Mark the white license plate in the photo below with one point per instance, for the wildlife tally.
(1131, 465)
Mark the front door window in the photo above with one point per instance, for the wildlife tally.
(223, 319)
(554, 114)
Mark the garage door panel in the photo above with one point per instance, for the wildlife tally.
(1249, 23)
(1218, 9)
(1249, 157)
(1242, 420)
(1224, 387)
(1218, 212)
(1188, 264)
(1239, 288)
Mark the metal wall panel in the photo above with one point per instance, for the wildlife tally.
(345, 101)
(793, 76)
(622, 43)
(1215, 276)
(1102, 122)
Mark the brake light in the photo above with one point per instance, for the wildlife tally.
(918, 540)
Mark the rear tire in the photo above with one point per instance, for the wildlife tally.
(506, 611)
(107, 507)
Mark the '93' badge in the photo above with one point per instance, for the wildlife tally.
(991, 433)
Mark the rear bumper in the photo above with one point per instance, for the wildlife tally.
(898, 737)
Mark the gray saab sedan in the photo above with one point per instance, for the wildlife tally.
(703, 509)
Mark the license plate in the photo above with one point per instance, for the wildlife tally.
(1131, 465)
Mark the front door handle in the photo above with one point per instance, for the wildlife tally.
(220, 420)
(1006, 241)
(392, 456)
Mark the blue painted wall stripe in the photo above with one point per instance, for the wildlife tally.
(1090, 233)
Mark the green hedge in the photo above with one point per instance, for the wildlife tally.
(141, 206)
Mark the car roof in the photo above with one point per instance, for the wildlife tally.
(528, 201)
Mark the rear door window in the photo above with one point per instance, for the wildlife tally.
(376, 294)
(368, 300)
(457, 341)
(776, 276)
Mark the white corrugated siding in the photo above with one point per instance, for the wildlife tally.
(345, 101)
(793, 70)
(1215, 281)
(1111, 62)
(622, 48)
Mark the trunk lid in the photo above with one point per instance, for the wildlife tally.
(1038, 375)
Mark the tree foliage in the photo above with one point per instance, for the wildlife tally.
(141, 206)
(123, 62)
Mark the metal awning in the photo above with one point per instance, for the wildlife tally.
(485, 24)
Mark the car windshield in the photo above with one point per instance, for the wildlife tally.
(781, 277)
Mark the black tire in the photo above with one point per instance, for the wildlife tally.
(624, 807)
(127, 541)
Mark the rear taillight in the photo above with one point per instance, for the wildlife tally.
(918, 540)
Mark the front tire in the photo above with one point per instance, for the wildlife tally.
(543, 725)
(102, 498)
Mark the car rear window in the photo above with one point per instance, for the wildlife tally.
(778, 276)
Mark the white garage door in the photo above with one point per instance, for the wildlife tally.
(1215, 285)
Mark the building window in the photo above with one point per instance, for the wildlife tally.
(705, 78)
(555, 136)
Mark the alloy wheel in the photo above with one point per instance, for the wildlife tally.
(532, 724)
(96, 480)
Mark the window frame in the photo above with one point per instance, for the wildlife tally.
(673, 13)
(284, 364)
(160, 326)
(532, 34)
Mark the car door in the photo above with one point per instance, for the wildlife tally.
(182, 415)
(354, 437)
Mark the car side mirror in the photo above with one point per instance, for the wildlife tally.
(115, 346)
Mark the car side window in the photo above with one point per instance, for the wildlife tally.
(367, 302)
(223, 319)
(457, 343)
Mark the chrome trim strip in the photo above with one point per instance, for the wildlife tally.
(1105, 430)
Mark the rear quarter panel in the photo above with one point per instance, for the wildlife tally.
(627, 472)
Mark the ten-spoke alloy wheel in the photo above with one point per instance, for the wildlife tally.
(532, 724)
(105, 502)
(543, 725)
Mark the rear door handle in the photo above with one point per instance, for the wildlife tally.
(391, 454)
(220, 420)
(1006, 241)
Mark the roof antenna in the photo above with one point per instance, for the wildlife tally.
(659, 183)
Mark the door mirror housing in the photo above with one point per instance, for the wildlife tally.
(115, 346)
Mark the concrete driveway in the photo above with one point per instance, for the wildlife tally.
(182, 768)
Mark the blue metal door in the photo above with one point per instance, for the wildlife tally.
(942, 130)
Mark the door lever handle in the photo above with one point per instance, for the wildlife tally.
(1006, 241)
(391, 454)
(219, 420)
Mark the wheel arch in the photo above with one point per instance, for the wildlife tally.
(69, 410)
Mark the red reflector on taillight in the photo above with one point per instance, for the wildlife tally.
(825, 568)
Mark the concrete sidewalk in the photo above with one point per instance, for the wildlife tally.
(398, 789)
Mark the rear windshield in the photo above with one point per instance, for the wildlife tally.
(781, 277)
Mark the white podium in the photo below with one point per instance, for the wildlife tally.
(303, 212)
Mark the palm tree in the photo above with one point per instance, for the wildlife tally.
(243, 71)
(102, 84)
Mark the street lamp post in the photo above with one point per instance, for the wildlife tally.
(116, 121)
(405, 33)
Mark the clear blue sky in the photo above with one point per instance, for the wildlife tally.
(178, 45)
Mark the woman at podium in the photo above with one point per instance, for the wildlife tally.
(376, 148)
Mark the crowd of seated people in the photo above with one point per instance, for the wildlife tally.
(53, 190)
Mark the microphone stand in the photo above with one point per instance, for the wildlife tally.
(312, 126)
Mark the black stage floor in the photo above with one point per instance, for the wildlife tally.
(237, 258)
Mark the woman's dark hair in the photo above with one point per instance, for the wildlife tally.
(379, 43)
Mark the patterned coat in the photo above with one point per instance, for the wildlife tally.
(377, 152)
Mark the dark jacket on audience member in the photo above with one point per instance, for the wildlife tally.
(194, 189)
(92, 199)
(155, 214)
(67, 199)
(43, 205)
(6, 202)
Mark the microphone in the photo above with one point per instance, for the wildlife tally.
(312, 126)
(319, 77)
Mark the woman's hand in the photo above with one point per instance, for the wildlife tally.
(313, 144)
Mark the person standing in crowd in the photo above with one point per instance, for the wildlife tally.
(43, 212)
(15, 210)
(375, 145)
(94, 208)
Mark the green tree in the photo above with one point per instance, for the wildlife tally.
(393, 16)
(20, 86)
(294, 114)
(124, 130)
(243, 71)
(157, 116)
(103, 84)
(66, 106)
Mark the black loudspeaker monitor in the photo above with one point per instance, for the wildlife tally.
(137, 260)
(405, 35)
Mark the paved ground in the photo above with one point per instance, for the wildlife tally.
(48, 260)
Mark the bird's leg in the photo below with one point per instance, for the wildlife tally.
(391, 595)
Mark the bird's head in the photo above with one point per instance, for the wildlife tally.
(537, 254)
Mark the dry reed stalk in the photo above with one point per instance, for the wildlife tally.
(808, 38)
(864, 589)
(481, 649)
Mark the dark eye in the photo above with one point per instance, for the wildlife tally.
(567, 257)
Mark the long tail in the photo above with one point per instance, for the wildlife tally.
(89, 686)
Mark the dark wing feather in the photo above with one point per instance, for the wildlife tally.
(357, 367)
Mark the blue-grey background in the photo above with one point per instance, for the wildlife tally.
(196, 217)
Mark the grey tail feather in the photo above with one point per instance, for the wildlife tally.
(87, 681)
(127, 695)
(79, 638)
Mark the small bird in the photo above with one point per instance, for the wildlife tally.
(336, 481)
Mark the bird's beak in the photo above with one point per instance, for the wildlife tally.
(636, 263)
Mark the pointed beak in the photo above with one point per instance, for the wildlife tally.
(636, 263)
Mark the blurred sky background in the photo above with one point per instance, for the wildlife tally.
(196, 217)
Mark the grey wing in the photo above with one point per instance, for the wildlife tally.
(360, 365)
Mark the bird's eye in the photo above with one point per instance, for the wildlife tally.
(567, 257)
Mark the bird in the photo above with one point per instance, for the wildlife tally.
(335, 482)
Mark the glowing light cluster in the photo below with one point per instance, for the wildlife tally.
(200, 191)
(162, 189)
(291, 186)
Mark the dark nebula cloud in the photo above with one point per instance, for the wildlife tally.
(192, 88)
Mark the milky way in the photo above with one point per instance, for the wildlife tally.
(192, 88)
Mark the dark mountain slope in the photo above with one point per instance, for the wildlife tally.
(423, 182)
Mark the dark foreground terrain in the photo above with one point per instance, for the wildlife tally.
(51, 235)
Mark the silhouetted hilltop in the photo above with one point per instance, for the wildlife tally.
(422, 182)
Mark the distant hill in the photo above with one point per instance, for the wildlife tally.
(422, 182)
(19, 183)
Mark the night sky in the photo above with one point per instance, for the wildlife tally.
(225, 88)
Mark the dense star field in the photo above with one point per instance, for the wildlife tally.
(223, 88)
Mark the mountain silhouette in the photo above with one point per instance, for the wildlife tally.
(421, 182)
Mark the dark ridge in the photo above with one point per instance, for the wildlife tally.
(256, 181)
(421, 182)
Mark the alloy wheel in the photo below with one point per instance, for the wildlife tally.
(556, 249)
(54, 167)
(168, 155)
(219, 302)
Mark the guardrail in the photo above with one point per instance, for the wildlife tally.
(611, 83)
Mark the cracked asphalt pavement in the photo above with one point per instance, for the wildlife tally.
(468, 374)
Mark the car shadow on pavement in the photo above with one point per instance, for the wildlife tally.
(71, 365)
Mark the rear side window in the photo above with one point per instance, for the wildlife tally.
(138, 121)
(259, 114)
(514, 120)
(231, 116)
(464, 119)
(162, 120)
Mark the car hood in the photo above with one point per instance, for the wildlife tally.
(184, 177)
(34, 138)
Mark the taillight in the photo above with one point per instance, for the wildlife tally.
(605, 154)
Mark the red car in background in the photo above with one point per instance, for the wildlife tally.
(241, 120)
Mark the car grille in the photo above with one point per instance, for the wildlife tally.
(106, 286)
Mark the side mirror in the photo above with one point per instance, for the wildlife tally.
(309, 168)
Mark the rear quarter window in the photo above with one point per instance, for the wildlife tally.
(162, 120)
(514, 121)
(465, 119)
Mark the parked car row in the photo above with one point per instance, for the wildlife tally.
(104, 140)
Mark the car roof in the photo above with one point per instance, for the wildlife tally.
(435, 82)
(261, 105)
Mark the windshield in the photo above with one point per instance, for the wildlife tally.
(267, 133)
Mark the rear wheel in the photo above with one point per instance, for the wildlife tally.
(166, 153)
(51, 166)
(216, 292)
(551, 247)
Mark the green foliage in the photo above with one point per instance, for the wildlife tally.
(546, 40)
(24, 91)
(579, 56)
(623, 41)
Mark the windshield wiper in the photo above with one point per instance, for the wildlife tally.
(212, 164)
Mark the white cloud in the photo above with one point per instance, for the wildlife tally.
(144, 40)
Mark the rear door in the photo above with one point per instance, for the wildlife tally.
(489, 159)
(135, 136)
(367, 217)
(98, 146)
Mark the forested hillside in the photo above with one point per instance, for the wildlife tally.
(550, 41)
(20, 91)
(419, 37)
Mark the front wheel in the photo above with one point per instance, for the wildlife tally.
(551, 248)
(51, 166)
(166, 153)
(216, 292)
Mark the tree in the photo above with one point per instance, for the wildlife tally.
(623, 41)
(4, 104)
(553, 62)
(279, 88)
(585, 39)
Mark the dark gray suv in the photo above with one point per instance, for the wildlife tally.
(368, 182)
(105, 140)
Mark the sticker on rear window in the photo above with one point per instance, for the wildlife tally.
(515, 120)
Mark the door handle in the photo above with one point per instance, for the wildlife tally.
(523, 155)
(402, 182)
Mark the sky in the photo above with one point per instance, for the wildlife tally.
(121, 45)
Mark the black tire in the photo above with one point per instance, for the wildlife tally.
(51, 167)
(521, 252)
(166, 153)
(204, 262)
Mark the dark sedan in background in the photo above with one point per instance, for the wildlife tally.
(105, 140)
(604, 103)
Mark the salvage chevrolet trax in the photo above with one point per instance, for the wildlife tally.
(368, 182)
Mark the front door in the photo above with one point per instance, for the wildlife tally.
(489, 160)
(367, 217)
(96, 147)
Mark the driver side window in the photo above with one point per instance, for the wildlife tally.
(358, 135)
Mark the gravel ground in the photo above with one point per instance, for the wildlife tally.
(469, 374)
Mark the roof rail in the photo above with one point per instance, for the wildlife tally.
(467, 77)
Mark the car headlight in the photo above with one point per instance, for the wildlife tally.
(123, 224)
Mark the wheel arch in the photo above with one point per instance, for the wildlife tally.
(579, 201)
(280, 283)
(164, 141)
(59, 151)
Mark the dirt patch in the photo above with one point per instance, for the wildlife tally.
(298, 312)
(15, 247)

> **WHAT IS BEING ASKED**
Please convert the material above into a JSON list of strings with one string per line, starting at its very first line and ending at the line that contains "(1239, 288)", both ends included. Leave out any blank lines.

> **CORRECT RESULT**
[
  "Mark the white license plate in the photo below with one point per instance, for the wildlife tally.",
  "(1131, 465)",
  "Mark the front door window in the photo above with one point per instance, for the wildlife tally.",
  "(223, 319)",
  "(554, 114)",
  "Mark the garage door panel in the photo above with one point per instance, for the wildlife tally.",
  "(1249, 23)",
  "(1218, 9)",
  "(1249, 157)",
  "(1242, 420)",
  "(1224, 387)",
  "(1218, 212)",
  "(1188, 264)",
  "(1239, 288)"
]